⟨

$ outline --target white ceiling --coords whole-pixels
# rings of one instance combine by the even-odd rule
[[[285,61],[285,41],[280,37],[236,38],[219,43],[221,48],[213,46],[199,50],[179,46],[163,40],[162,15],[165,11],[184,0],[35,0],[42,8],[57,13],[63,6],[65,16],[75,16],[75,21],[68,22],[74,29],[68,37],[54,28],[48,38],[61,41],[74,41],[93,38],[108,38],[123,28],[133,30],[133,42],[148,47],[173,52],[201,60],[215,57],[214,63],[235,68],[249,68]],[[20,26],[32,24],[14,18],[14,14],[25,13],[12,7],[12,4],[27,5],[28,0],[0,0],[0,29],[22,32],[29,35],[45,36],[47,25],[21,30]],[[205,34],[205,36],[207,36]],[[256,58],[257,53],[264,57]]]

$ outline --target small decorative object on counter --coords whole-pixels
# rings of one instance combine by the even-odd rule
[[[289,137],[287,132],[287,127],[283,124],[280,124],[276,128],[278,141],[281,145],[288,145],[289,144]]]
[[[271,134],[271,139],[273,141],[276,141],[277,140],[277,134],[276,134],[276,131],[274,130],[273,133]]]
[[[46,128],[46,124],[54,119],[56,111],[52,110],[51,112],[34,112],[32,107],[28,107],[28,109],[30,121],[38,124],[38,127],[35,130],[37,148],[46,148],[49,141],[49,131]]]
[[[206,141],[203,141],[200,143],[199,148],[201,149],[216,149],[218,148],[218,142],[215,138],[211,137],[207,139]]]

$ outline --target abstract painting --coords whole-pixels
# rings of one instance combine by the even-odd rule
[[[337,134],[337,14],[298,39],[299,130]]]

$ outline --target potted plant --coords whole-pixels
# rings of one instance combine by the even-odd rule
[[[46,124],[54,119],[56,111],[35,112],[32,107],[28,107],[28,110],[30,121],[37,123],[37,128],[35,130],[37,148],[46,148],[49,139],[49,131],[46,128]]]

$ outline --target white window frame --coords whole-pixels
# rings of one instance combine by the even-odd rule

⟩
⟨

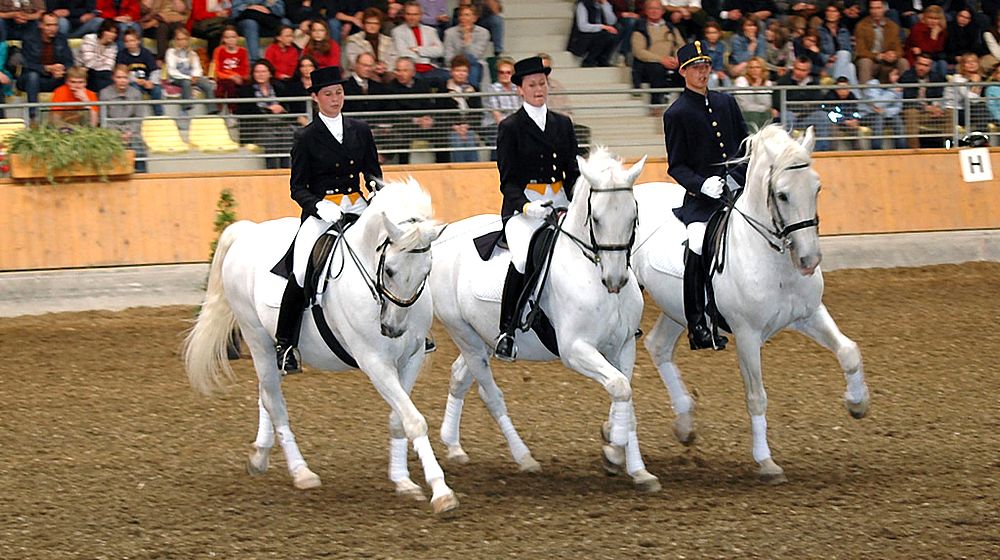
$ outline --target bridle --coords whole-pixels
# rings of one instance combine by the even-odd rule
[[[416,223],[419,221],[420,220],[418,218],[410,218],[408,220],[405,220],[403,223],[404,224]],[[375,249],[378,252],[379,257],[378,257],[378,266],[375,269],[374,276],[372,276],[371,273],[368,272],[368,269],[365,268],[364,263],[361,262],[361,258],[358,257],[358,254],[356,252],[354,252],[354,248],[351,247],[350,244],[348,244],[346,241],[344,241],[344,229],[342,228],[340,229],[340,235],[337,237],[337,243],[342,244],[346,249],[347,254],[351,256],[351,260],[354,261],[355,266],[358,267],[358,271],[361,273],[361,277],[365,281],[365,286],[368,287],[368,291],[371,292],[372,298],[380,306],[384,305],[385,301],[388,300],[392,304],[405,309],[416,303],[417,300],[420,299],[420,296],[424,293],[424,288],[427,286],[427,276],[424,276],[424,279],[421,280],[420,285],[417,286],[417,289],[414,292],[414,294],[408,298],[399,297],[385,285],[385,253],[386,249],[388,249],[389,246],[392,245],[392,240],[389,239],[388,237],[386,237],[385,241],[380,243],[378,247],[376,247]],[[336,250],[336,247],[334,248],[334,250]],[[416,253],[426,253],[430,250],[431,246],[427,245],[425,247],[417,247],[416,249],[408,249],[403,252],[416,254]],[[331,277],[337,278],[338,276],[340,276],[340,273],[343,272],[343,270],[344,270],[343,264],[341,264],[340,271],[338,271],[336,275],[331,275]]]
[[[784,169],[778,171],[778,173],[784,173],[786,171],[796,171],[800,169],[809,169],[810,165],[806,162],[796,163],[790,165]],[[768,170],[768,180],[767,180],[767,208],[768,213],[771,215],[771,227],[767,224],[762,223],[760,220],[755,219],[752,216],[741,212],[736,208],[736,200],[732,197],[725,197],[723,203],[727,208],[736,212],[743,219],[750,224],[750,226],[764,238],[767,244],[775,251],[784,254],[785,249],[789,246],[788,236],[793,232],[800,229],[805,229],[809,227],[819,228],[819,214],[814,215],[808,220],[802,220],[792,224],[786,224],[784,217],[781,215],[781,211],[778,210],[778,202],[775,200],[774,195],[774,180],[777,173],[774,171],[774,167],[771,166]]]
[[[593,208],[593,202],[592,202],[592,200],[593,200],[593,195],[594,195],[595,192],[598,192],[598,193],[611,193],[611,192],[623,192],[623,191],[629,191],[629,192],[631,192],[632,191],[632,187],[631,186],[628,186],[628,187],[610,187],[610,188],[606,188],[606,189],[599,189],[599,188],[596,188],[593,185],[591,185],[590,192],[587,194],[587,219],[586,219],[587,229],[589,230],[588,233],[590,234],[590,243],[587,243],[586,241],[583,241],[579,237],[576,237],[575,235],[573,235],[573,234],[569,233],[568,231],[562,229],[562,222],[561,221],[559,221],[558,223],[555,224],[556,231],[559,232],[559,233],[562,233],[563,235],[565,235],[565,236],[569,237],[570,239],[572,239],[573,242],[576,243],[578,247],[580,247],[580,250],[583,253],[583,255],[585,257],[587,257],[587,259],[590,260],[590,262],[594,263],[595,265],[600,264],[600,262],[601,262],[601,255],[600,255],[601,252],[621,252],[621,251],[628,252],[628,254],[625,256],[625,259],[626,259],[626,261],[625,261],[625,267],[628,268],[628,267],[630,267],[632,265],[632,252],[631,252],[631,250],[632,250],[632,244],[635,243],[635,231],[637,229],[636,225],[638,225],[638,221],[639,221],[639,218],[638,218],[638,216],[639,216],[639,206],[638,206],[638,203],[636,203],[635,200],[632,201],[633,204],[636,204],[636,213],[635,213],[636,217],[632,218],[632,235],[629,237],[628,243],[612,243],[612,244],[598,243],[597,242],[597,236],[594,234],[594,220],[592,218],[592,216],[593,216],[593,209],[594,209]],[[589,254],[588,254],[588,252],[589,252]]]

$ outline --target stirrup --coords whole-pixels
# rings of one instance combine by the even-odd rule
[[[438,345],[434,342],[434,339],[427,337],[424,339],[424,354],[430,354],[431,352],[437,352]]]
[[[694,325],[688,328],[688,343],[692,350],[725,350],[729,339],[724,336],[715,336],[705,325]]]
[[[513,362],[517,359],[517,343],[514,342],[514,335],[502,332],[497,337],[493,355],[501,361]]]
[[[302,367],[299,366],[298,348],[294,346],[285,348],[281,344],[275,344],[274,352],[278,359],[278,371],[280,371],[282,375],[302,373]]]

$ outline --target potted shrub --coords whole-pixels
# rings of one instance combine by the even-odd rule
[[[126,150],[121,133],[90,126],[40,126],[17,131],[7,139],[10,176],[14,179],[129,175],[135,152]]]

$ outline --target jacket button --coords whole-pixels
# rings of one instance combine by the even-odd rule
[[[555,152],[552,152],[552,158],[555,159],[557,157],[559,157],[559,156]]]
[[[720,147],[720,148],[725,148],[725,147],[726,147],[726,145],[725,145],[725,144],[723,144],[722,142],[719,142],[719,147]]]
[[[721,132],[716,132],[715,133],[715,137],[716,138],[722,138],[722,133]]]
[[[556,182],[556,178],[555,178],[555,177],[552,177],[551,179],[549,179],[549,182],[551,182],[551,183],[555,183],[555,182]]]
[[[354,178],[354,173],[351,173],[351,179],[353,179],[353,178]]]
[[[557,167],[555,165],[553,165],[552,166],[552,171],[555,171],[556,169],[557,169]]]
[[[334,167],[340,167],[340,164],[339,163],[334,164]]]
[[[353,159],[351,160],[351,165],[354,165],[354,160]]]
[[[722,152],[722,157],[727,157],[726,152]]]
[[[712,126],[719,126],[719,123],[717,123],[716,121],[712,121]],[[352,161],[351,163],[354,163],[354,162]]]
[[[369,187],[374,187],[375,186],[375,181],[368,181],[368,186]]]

⟩

▶ _Exercise prompt_
Return every line above that contains the word "potted".

▶ _Problem solution_
$ outline --target potted plant --coords whole-pixels
$ outline --target potted shrub --coords whole-pixels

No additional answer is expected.